TASK TO CARRY OUT: Copy out all the entries word for word.

>> Begin

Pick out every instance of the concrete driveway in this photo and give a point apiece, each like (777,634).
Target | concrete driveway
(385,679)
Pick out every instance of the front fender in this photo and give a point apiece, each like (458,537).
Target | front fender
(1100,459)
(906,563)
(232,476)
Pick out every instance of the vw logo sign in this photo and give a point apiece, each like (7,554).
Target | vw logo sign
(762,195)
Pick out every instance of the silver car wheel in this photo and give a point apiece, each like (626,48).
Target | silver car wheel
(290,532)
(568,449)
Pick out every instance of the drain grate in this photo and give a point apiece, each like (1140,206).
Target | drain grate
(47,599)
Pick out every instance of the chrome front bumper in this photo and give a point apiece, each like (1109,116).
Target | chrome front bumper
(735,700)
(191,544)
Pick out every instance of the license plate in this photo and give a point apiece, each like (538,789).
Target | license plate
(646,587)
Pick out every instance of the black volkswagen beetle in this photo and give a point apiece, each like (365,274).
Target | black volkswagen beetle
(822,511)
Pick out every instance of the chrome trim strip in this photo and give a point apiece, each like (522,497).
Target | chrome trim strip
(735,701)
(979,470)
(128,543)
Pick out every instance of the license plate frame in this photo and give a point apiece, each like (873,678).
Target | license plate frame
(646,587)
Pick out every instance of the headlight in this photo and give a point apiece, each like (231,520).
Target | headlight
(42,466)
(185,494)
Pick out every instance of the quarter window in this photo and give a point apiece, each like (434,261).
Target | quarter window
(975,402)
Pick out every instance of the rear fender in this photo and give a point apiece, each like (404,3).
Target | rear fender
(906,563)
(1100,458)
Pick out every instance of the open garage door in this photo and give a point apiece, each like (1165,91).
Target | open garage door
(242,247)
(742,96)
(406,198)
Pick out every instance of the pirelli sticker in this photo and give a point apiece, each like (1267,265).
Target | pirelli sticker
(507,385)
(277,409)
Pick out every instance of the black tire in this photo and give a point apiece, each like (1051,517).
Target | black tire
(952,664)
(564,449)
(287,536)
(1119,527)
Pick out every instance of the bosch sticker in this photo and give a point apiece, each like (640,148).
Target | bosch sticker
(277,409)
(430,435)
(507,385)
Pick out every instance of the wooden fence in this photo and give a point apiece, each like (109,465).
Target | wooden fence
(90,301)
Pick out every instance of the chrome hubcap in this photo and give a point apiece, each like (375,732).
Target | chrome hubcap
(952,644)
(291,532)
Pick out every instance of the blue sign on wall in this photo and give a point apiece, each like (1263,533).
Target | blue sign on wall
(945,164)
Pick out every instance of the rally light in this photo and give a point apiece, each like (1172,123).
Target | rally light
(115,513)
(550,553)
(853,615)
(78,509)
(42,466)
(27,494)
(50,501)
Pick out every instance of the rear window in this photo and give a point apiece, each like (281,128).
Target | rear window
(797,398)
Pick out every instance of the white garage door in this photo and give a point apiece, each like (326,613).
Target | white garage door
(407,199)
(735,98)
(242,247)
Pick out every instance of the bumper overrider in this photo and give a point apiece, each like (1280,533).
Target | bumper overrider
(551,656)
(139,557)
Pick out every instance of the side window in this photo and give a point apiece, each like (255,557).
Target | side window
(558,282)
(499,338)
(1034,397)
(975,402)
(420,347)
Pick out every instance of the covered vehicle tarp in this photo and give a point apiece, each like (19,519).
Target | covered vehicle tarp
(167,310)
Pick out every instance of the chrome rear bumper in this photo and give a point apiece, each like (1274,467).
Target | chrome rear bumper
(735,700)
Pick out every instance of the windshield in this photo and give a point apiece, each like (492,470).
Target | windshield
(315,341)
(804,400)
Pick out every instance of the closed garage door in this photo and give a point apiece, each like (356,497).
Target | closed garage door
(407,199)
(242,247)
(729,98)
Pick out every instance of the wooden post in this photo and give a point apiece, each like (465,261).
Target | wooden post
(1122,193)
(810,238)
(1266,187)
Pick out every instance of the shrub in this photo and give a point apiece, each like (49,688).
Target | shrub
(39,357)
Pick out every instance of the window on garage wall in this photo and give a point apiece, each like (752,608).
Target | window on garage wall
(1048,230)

>> End

EXERCISE SOLUTION:
Pick out every instance of the concrete driveway in this photo and give a point apiece, each like (777,634).
Target | concrete driveway
(385,679)
Pick out every instance of the front fender in this photo and give a point apiece, each like (458,537).
Target | front fender
(1100,459)
(906,563)
(232,476)
Pick out every instance of the vw logo sign in this photo and give a point apiece, each like (7,554).
Target | vw logo sign
(762,195)
Pick out every instance of the silver car wheel in this photo and give a point apiece, each like (626,48).
Target | silver car wheel
(290,532)
(568,449)
Pick out every instance of the drain grate in this photo and give a point apiece, each like (1140,206).
Target | drain grate
(47,599)
Pick out every instance of the chrome front bumper in this photo and give a point apiece, each like (1109,116).
Target | chrome front bumper
(735,700)
(191,544)
Pick out every instance of the license plate in this photo and give a point apiece, each like (538,789).
Target | license plate
(646,587)
Pick out every instance of the black volkswagen beetle in this photo and give a point apiece, each like (365,274).
Target | black volkswagen beetle
(822,511)
Pick out every instance of the chrome trim strip in this photo and give a point apiece, each like (522,497).
Target | chrome trim strip
(735,701)
(979,470)
(128,543)
Pick out every instance of the license plate frame in this photo and give a point apiece, each like (873,678).
Target | license plate frame
(646,587)
Pick out every instance of the headlight in this photo and give a point apiece, each like (231,520).
Target | headlight
(42,466)
(185,494)
Pick out every instance of the quarter window in this photo and give a point apiece, each like (434,261).
Target | quarter window
(975,402)
Pick out every instance of the rear fender in this photo and give a point apiece, each like (404,3).
Target | rear fender
(906,563)
(1100,458)
Pick out every instance of the open garage door in this photo and give a point apiece, each like (1165,91).
Target | open garage door
(242,247)
(742,96)
(406,198)
Pick out every instance of the pirelli sticker in this photo and give a point apiece, each like (1267,265).
Target | pirelli sticker
(507,385)
(277,409)
Pick out every instance of the black tire in this photo and give a point apiece, each like (1051,517).
Target | black tire
(952,664)
(564,449)
(287,536)
(1119,527)
Pick out every instance of the bosch sticker in this photo and give a point apiece, each like (640,148).
Target | bosch sticker
(277,409)
(430,435)
(507,385)
Pick out every instance of the wooden fence in this photo and give a point apiece, each like (109,465).
Target | wooden fence
(90,301)
Pick out every instance of the chrome hubcap in this photo and give a point apiece, each like (375,732).
Target | chrome hubcap
(952,644)
(291,532)
Pick out every instance of the blue sign on wall in this photo and give a point apiece, each like (1263,533).
Target | blue sign on wall
(945,164)
Pick out every instance of the rally light in this photo and give a point apiece, each like (1172,123).
Target | rally light
(115,513)
(550,553)
(853,615)
(78,509)
(42,466)
(27,494)
(50,501)
Pick out every instance of the rear window in this photo and give a point apiece, each like (281,128).
Target | rear window
(797,398)
Pick out every instance of the white garage door in this photo and give a point apiece, each like (326,613).
Target | white garage door
(407,199)
(735,98)
(242,247)
Pick out every instance of the bumper overrider in this photo and give a point apiece, each like (1280,533).
Target | bumper overrider
(551,656)
(139,557)
Pick out every instance of the side window in this photo and give a point apiece, each like (255,557).
Target | side window
(558,282)
(499,338)
(1034,397)
(975,402)
(420,347)
Pick out every instance of the covered vehicle tarp in this photo and give a point apiece, each like (19,519).
Target | covered vehicle tarp
(167,310)
Pick out every instance of the chrome rear bumper in this photo and give a point apiece, each like (1274,467).
Target | chrome rear bumper
(735,700)
Pick out every instance of the windshield in this photo and give a point apiece, each like (492,470).
Target | windshield
(315,341)
(804,400)
Pick out every instance of the closed garage door in this photo and give a point apiece, each like (356,497).
Target | closed garage door
(407,199)
(242,247)
(729,98)
Pick out every instance of the wooden post in this photo and give a point apiece, each like (465,261).
Target | wooden post
(1122,193)
(810,238)
(1266,187)
Pick out every instance of the shrub in this photo and give a point apiece, each like (49,688).
Target | shrub
(39,357)
Pick out every instance of the window on garage wall in this photo and give a point apiece, each like (752,608).
Target | window on garage wall
(1048,230)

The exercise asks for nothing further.